- _TASKS AND EXERCISES_
a) Please translate this sentence from the abstract on glial cells in 3D culture systems into Spanish: "We have shown that astrocytes in 3D collagen hydrogels adopt a less reactive phenotype than in equivalent monolayer cultures."
b) Extend the abstract on glial cells in 3D culture systems, starting after its final sentence.

- _EXCERPT PROVIDED_
::::

Monitoring glial cell behaviour and neuron-glial interactions in 3D hydrogel and aggregate culture systems

Phillips, J. and Loughlin, J. (2011). Monitoring glial cell behaviour and neuron-glial interactions in 3D hydrogel and aggregate culture systems. In: 10th European Meeting on Glial Cells in Health and Disease, 13-17 Sep 2011, Prague, Czech Republic.




We use a variety of three-dimensional culture systems to study normal glial cell function and neuronal-glial interactions as well as modelling pathological conditions in vitro. Reactive gliosis is difficult to model in two dimensions since astrocytes in monolayer systems tend to exhibit a reactive phenotype continuously. We have shown that astrocytes in 3D collagen hydrogels adopt a less reactive phenotype than in equivalent monolayer cultures. On stimulation using TGF-beta1, the astrocytes become ramified and hypertrophic and express characteristic reactivity markers, mimicking the astrocyte response to damage in vitro. Coupled with confocal microscopy and image analysis, this system provides a versatile test-bed to monitor astrocyte responses in simulated damage and repair scenarios. Three-dimensional cocultures of neurons and glia have permitted the effect of astrocyte alignment on neurite regeneration to be studied, and have allowed us to simulate the inhibitory interfaces that form at sites of CNS damage or the PNS/CNS boundary.

::::

- _RECORD EXTRACTS_
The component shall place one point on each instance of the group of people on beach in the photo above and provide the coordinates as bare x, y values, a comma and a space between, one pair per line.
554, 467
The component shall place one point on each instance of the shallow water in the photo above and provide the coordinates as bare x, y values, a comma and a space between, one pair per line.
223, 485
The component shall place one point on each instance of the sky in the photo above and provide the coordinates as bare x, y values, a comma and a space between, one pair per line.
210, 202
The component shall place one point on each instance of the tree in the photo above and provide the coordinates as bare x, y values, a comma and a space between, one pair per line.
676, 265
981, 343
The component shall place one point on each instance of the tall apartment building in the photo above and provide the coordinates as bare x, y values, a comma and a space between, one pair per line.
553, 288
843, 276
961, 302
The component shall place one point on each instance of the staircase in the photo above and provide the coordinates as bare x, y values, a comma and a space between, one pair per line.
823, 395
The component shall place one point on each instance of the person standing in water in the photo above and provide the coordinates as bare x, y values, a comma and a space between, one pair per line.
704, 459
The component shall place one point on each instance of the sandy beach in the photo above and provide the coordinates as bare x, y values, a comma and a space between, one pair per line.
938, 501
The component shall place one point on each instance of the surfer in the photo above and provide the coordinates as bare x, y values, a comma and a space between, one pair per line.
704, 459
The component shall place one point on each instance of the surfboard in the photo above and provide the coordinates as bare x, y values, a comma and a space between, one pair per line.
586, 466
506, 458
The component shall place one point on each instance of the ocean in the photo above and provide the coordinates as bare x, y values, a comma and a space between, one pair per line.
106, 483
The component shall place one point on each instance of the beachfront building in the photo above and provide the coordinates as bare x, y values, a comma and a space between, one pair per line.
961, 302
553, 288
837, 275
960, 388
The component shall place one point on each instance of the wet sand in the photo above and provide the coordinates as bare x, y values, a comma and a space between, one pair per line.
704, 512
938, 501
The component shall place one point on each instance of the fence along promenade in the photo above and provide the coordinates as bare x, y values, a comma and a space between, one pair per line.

::::

- _RESULTS IN ORDER_
a) Hemos demostrado que los astrocitos en hidrogeles de colágeno 3D adoptan un fenotipo menos reactivo que en cultivos en monocapa equivalentes.

b)
The process of CNS myelinogenesis, which involves complex physical and biochemical interactions between neurones and cells of the oligodendroglial lineage at different stages of maturation, is another example of a process that is poorly modelled in two dimensions. We have used rotation-mediated reaggregate cell cultures and 3D collagen hydrogel cultures to study aspects of this dynamic process in vitro, in particular analysing changes in the protein composition of oligodendroglial lipid rafts during myelinogenesis. Our culture models also allow us to study demyelination in vitro, using inflammatory cytokines or antimyelin antibodies as triggers.
Our studies confirm the value of 3D cell culture systems as an important complementary approach to both traditional monolayer culture systems and in vivo models; permitting cell–cell and cell–matrix interactions that approximate more closely to those in vivo than is observed in the former, whilst enabling a level of observation and manipulation that is impossible in the latter.